> _Work required_
Lay out every line of the records below as a numbered list, leaving out any blank lines.

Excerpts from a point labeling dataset
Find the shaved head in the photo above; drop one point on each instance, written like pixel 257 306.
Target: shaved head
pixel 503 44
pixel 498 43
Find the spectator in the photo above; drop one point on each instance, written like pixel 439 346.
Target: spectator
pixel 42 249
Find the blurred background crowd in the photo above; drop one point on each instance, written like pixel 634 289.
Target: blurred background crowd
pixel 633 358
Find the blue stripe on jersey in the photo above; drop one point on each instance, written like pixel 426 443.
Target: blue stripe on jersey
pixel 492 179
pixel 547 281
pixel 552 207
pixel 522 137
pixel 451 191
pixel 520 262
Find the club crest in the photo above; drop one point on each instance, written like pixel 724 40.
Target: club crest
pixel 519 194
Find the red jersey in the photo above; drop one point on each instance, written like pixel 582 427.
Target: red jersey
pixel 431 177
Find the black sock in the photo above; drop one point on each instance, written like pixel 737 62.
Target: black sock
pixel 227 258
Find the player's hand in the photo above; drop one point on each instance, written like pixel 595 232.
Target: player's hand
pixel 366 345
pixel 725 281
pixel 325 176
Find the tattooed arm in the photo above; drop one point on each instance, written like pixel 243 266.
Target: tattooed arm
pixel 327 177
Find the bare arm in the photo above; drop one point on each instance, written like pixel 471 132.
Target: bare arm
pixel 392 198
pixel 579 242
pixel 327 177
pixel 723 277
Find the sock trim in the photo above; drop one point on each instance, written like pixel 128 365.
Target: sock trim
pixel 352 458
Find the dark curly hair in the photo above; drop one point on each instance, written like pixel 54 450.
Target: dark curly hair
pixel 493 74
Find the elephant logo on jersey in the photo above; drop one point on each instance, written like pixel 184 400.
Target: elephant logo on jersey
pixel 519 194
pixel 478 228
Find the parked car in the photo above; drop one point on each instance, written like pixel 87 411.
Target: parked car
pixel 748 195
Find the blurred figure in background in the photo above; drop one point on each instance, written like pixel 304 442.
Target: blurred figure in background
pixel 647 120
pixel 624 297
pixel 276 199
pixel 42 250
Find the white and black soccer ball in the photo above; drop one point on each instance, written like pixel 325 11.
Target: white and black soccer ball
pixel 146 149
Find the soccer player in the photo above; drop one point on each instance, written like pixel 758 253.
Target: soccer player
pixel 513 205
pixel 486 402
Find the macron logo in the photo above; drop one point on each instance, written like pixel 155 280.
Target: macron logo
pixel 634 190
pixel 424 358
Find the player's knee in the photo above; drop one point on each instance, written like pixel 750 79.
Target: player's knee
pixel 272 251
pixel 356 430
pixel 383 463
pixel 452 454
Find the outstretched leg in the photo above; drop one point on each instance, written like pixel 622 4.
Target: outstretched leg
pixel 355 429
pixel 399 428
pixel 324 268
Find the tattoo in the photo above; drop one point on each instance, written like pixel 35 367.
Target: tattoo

> _Solved exercise_
1. Find the shaved head in the photo above; drop one point on each instance, written like pixel 257 306.
2. Target: shaved head
3. pixel 503 44
4. pixel 498 43
5. Find the spectator in the photo above; drop one point on each instance, written like pixel 439 346.
6. Target: spectator
7. pixel 42 249
8. Find the blurred background crowd in the photo above; drop one point on each instance, written like pixel 634 289.
9. Target: blurred background crowd
10. pixel 633 358
11. Find the blue stripe on jersey in the photo above; drop one point on each instance, written like pixel 426 443.
12. Target: blue stripe on jersey
13. pixel 492 179
14. pixel 547 281
15. pixel 552 207
16. pixel 522 137
17. pixel 451 191
18. pixel 520 262
19. Find the club crest in the photo above; drop one point on each instance, written like pixel 724 40.
20. Target: club crest
21. pixel 519 194
22. Find the red jersey in the photo above; drop one point on each instance, written like pixel 582 427.
23. Target: red jersey
24. pixel 431 177
25. Find the black sock in the photo above; drop one point on each instance, written like pixel 737 62.
26. Target: black sock
27. pixel 227 258
28. Find the player's hand in the photo above; drop one point on each instance, written like pixel 595 232.
29. Target: player's hand
30. pixel 366 345
31. pixel 725 281
32. pixel 325 176
33. Find the tattooed arm in the photo above; drop one point on each instance, written like pixel 243 266.
34. Target: tattooed arm
35. pixel 327 177
36. Find the bare arm in the photo above; drop one point on each instance, written like pixel 471 132.
37. Target: bare arm
38. pixel 392 198
39. pixel 579 242
40. pixel 327 177
41. pixel 723 277
42. Find the sock trim in the photo above; drop one point on each instance, written like pixel 128 365.
43. Target: sock trim
44. pixel 352 458
45. Find the dark curly hair in the photo above; drop one point on each instance, written like pixel 54 450.
46. Target: dark curly hair
47. pixel 493 74
48. Find the elephant logo on jersey in the photo above; drop one point on each instance, written like pixel 184 400.
49. Target: elephant logo on jersey
50. pixel 519 194
51. pixel 478 228
52. Find the parked car in the photo above; drop one point on each instance, written like pixel 87 411.
53. Target: parked car
54. pixel 748 195
55. Find the blurred figure in background in the photo above; drop one point on each instance, written like pixel 304 442.
56. Target: blurred figure in background
57. pixel 647 120
58. pixel 624 297
59. pixel 276 199
60. pixel 42 250
61. Find the white and black soccer ball in the photo above; drop one point on each instance, written like pixel 325 11.
62. Target: white and black soccer ball
63. pixel 146 149
64. Find the soccer player in the photo above; drop one point on each instance, written like pixel 758 253.
65. Target: soccer player
66. pixel 513 205
67. pixel 486 402
68. Find the macron logo in the photo above; drop one point on each instance, written like pixel 155 280.
69. Target: macron logo
70. pixel 634 190
71. pixel 424 358
72. Find the player's knee in the photo above; drop one point on each instance, written like pixel 750 79.
73. Target: player's knee
74. pixel 272 251
75. pixel 356 430
76. pixel 383 463
77. pixel 452 454
78. Find the outstretched leg in the photo above; drop one point on each instance, written like pixel 622 4.
79. Target: outstretched leg
80. pixel 355 429
81. pixel 399 428
82. pixel 324 268
83. Find the tattoo in the photo above; drop one point on each instance, written like pixel 35 367.
84. Target: tattoo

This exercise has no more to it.